Aim of the task —
Your task is to write out the complete listing exactly as it is shown.

Supplied entries —
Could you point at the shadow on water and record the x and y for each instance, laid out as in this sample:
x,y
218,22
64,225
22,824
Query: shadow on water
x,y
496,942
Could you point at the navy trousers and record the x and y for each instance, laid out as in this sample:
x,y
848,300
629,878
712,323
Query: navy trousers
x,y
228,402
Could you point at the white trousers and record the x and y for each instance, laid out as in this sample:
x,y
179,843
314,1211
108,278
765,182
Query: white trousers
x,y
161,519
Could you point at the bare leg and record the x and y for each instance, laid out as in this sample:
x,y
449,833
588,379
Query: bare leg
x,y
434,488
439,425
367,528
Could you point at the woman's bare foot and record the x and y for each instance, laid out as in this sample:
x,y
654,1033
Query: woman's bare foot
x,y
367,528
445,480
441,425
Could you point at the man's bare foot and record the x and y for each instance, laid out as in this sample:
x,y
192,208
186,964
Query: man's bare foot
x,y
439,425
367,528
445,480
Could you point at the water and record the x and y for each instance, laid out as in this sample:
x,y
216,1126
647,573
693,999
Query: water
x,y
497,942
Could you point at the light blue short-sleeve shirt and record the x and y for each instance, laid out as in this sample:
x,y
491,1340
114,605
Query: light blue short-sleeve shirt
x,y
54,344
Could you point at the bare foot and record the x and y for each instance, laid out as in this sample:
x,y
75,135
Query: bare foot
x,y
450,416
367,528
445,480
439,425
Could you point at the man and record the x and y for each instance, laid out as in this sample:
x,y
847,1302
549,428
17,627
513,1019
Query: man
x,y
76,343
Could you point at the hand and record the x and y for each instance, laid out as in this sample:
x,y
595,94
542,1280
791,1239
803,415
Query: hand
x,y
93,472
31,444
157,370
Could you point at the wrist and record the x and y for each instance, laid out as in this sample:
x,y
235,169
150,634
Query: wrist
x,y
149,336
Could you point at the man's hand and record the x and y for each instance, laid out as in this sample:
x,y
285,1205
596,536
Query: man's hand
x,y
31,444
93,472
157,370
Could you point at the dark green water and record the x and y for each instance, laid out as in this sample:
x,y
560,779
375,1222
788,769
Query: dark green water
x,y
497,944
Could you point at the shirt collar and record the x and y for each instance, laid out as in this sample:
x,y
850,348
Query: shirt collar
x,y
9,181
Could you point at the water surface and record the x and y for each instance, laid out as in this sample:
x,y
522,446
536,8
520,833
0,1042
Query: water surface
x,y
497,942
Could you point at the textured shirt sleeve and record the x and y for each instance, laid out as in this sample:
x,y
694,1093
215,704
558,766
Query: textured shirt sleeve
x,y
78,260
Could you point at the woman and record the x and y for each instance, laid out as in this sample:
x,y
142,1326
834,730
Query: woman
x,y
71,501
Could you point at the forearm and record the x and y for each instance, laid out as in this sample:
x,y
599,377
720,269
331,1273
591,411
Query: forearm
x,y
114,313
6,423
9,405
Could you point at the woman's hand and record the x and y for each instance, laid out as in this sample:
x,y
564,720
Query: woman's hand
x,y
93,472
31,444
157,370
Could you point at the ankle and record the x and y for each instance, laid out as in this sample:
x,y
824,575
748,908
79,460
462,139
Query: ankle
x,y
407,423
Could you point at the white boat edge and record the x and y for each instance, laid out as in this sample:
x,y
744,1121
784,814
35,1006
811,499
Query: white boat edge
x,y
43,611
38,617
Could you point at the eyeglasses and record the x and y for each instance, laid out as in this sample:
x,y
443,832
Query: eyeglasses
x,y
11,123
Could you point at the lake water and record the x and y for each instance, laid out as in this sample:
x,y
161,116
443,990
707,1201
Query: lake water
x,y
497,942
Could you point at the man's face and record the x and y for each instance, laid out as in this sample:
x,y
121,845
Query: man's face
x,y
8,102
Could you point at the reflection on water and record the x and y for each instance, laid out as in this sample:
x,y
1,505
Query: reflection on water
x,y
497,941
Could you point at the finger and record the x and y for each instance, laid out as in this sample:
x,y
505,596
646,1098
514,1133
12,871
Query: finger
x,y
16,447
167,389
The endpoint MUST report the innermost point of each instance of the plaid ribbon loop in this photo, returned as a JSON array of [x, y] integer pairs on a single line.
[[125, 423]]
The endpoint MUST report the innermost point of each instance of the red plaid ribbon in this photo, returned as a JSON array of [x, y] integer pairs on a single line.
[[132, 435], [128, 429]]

Finished exercise —
Could you point at the shadow on water and record the x and y for each instance, laid out as in this sample:
x,y
218,22
64,225
22,824
Query: shadow on water
x,y
496,942
Could you point at the navy trousers and record the x and y for each instance, laid out as in this sample:
x,y
848,300
629,878
712,323
Query: navy trousers
x,y
228,402
Could you point at the white trousers and record the x and y for each instance, laid out as in this sample:
x,y
179,843
314,1211
108,278
765,182
Query: white trousers
x,y
161,519
Could you point at the bare leg and record the x and y for each instance, laid out as in this sample:
x,y
449,833
588,379
Query: bare leg
x,y
434,488
439,425
367,528
Could you point at the woman's bare foot and record the x and y for each instance, laid out as in this sample:
x,y
654,1033
Query: woman's bare foot
x,y
367,528
445,480
441,425
Could you point at the man's bare foot and record the x and y for each instance, laid out as in this sample:
x,y
192,208
186,964
Query: man's bare foot
x,y
439,425
367,528
445,480
Could you point at the water and record the x and y for each instance, laid out as in this sample:
x,y
216,1126
647,573
693,999
Query: water
x,y
497,942
Could you point at the light blue short-sleeve shirt and record the x and y for each instance, laid out as in this sample:
x,y
491,1340
114,605
Query: light blue short-sleeve shirt
x,y
54,344
Could you point at the bare foot and record the x and y for each instance, laid out as in this sample:
x,y
75,135
Query: bare foot
x,y
450,416
367,528
445,480
439,425
Could you point at the man and record the x and y for each instance, laid out as in this sample:
x,y
847,1302
549,428
17,627
513,1019
Query: man
x,y
76,343
Could you point at the hand and record the x and y for each instance, laid out as in this sample:
x,y
595,94
542,1280
791,1239
803,415
Query: hand
x,y
93,472
31,444
157,370
Could you point at the wrist and record the x and y for each instance, laid out as in this sample:
x,y
235,169
150,634
Query: wrist
x,y
149,336
Could you point at the man's hand and record the x and y for each instance, laid out as in this sample:
x,y
285,1205
596,536
Query: man's hand
x,y
31,444
93,472
157,370
Could you point at the dark green water and record the x and y for each instance, laid out as in this sample:
x,y
560,779
375,1222
788,769
Query: dark green water
x,y
497,944
Could you point at the shirt collar and record the x and y for each instance, laid out as in this sample:
x,y
850,348
Query: shirt collar
x,y
9,181
Could you point at the water surface and record the x and y for each instance, laid out as in this sample:
x,y
522,446
536,8
520,833
0,1042
Query: water surface
x,y
497,942
Could you point at the textured shirt sleeve and record the x and y for each instance, laid out as in this sample:
x,y
694,1093
215,704
558,766
Query: textured shirt sleeve
x,y
78,260
Could you point at the woman and record the x and y for each instance, laid out as in this sample:
x,y
142,1326
834,730
Query: woman
x,y
71,501
Could you point at the forearm and record the x and y for each instance, laid out as in this sample:
x,y
599,377
720,269
331,1273
591,411
Query: forearm
x,y
114,313
6,423
9,405
Could you point at the woman's hand and record the x and y for each instance, laid out as in this sample:
x,y
564,720
Query: woman's hand
x,y
93,472
31,444
157,370
Could you point at the ankle and record the x and y for each instance, laid out as in this sample:
x,y
824,575
748,908
79,460
462,139
Query: ankle
x,y
407,423
Could you point at the white boat edge and record the x and y for each instance, laid out as in this sample:
x,y
744,1121
784,814
35,1006
811,499
Query: white boat edge
x,y
43,611
38,617
Could you point at the eyeglasses and record the x and y for each instance, laid out as in this sample:
x,y
443,832
Query: eyeglasses
x,y
11,123
Could you point at the lake water and record the x and y for each instance, laid out as in this sample:
x,y
161,116
443,990
707,1201
Query: lake water
x,y
497,942
Could you point at the man's face and record the x and y for each instance, laid out as in this sample:
x,y
121,845
Query: man's face
x,y
8,102
Could you point at the reflection on water and record the x and y for each instance, laid out as in this sample:
x,y
1,505
Query: reflection on water
x,y
497,941
Could you point at the finger and record the x and y for each instance, laid out as in this sample:
x,y
505,596
646,1098
514,1133
12,871
Query: finger
x,y
16,447
167,389
The endpoint MUST report the innermost point of each instance of the plaid ribbon loop in this photo, returned as a JSON array of [x, y] integer pairs on a single line.
[[125, 423]]
The endpoint MUST report the innermost point of each instance of the red plaid ribbon in this photo, returned as a JSON array of [x, y] integer pairs on a single line.
[[132, 435], [128, 429]]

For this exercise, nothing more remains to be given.